* start Selected text *
In the past 24 hours, UW senior cornerback Keith Taylor has let his feelings be known. 

Where he'd rather be.

The Huskies likely would have held a workout this Monday morning, broken for lunch, and followed up with something strenuous in the afternoon.

Lots of running at all times, conditioning necessary to survive the coming Saturday afternoons.

Plenty of weight-lifting reps, mandatory stuff to go toe to toe with Oregon and USC.

Competition officially would have begun to determine a starting quarterback to send out against Stanford on Sept. 26 at Husky Stadium.

That was the alternative season debut once the original opener at home against Michigan on Sept. 5 was wiped away.

Instead, the players will break for three weeks before returning to the UW athletic facilities and on-line classes, hoping for good news at all times.

The Husky leaders, such as senior running back Sean McGrew, will try to stress the positive.
* end Selected text *
Given problem A
Can you quote the Husky football passage word for word between "That was the" and "stress the positive.", inclusive?
Given problem B
Could you extend the Husky football passage, picking up right after its final sentence?
* start Material *
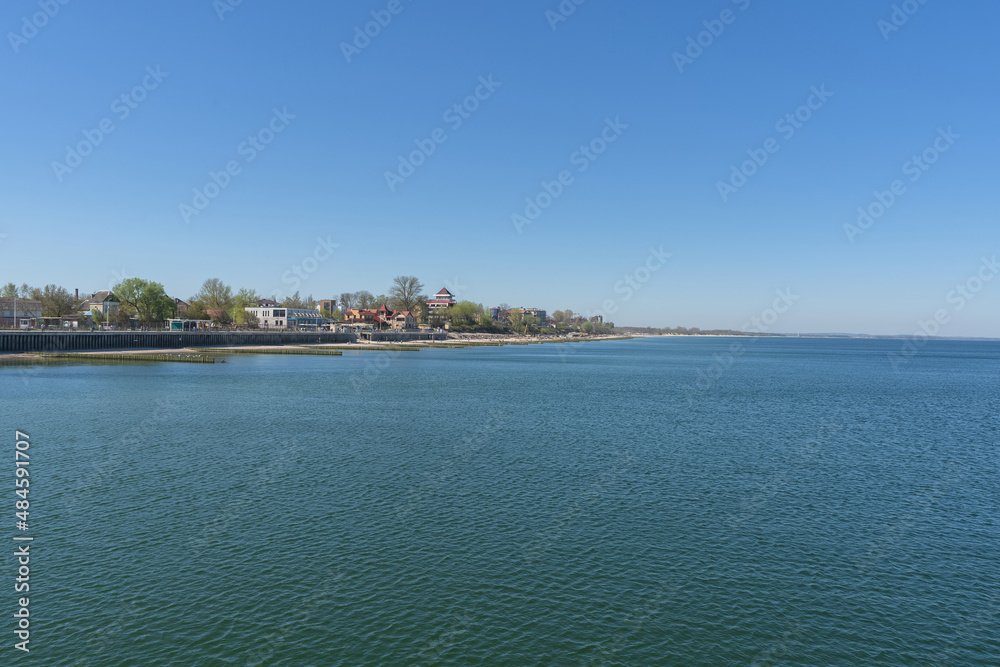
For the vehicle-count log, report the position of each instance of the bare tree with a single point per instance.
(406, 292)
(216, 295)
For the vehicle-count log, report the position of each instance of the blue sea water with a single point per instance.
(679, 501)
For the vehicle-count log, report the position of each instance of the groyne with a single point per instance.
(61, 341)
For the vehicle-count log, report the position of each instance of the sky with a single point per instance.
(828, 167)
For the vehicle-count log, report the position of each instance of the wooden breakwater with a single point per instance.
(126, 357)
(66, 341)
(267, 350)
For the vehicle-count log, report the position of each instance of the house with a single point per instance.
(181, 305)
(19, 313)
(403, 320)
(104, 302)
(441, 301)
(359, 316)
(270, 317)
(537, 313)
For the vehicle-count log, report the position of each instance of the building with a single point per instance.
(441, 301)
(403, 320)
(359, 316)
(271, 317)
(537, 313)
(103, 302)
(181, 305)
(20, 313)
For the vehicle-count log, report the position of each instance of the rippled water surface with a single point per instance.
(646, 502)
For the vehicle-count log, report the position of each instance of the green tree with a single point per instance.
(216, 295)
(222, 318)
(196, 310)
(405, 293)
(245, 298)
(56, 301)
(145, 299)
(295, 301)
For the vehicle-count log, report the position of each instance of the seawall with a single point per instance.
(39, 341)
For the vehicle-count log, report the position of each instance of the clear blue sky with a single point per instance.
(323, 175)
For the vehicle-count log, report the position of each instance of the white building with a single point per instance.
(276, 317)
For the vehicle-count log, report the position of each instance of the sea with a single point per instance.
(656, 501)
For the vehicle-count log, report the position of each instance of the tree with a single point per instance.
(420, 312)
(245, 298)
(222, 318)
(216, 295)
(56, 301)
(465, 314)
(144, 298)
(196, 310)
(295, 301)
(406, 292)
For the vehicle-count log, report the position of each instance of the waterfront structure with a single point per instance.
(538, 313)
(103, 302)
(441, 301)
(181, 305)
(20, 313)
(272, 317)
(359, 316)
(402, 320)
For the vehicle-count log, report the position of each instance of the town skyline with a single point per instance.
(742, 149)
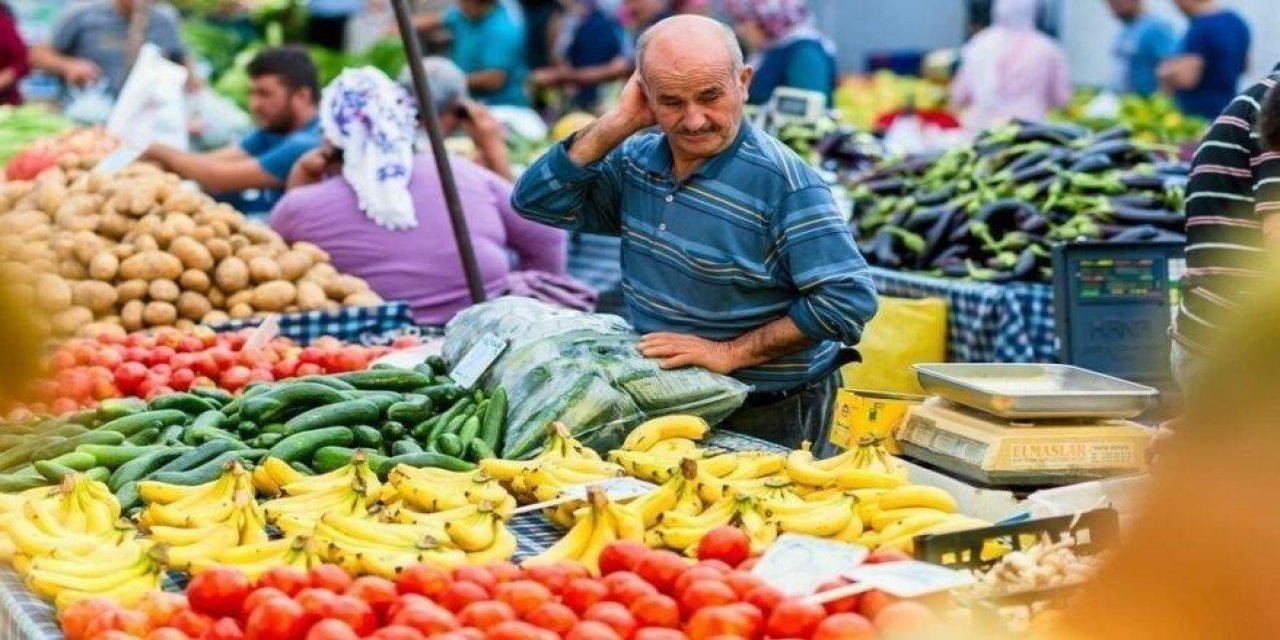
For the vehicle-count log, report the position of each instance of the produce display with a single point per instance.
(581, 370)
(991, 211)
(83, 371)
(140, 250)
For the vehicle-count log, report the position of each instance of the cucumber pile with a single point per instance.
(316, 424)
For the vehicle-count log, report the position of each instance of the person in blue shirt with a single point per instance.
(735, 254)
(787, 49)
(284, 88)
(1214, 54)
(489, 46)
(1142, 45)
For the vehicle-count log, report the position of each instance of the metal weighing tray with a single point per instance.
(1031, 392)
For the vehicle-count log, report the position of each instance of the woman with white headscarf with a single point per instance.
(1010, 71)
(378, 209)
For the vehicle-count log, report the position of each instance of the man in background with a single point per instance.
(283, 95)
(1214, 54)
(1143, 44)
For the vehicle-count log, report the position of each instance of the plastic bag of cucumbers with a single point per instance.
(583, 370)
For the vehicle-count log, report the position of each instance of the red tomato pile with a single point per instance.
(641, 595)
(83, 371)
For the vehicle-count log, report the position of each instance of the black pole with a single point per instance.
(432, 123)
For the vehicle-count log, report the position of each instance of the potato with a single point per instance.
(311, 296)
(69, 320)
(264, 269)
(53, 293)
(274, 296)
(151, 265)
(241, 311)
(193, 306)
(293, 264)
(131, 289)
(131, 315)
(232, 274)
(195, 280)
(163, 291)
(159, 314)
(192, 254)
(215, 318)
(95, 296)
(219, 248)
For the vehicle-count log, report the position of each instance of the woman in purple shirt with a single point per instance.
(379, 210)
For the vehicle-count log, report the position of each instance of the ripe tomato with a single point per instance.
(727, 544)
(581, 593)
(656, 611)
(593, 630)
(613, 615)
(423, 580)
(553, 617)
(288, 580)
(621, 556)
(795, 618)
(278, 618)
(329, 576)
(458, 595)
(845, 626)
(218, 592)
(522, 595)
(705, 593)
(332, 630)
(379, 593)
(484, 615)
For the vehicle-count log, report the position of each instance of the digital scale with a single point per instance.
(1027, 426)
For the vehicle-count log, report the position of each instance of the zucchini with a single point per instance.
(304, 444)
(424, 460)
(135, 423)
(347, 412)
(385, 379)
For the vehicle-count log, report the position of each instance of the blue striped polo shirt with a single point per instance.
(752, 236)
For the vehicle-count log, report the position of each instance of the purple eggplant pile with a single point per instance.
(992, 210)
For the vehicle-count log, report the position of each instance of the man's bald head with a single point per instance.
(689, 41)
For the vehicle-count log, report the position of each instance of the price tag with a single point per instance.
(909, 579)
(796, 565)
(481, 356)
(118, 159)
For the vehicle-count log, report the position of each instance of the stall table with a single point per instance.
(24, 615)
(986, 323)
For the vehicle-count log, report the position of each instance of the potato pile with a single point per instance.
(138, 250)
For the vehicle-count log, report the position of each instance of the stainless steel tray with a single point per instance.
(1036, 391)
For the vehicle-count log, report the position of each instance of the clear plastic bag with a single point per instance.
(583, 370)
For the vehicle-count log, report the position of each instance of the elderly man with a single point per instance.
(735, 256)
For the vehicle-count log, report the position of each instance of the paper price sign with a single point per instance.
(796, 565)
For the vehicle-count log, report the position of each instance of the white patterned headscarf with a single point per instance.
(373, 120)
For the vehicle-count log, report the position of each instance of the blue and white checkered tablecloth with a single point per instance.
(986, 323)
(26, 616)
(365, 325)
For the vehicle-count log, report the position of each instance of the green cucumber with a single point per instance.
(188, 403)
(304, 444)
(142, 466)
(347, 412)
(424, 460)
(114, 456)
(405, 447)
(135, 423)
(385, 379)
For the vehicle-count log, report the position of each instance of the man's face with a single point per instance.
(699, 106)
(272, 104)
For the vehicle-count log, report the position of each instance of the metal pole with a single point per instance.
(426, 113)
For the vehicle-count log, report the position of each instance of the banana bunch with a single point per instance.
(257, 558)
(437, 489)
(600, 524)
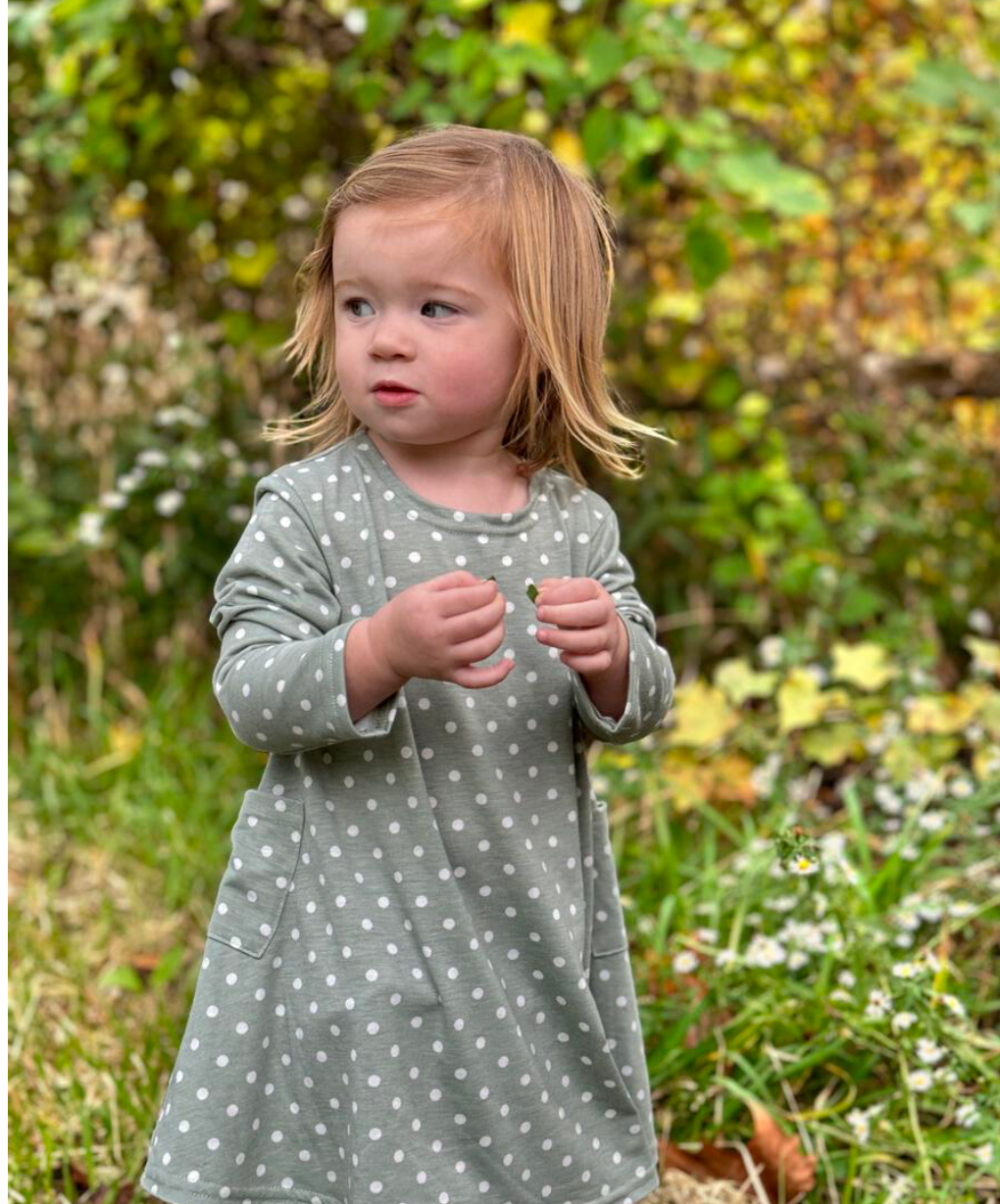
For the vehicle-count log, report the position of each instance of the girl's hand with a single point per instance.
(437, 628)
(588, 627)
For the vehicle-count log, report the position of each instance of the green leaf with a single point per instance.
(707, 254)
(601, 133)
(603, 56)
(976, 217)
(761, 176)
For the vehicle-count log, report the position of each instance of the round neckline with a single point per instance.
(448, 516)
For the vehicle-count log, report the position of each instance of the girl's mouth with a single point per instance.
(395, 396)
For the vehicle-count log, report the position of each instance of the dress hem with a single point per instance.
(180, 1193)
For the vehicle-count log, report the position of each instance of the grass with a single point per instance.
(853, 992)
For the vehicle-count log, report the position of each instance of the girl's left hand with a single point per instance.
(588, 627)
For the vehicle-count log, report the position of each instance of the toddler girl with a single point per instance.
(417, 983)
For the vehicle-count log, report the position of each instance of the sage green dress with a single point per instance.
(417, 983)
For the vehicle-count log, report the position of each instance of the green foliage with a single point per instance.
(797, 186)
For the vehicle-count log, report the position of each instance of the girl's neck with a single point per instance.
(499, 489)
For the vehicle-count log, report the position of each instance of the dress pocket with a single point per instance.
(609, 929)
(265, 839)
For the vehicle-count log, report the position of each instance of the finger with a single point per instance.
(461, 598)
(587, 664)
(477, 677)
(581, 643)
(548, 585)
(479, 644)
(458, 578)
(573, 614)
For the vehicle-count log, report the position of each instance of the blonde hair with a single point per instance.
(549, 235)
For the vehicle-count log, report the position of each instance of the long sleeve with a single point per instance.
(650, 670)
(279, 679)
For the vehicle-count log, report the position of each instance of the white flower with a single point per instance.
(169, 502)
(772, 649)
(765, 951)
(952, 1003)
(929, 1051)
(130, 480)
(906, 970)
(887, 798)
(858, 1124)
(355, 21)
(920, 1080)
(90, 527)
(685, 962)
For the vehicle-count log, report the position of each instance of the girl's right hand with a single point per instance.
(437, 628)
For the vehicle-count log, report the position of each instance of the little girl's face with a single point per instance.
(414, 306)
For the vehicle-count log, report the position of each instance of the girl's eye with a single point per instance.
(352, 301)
* end Material *
Expected answer A
That was the alternative season debut once the original opener at home against Michigan on Sept. 5 was wiped away.

Instead, the players will break for three weeks before returning to the UW athletic facilities and on-line classes, hoping for good news at all times.

The Husky leaders, such as senior running back Sean McGrew, will try to stress the positive.

Expected answer B
Others such as Elijah Molden, while urging calm amongst their teammates, will have big decisions to make about their football pursuits. Really serious stuff.

Such as whether to return at all. They have NFL careers to consider. How should they protect their interests?   

UW coach Jimmy Lake, while acknowledging the unprecedented times in the video and trying to keep everyone on point, threw out an unusual carrot.

How about spring practice in November?

At a time when the Huskies should be playing the Apple Cup?

When they might have been putting a capper on a resurgent season?

At any other time, his UW players might have looked at each other and thought their coach had been knocked silly by one of those lightning bolts.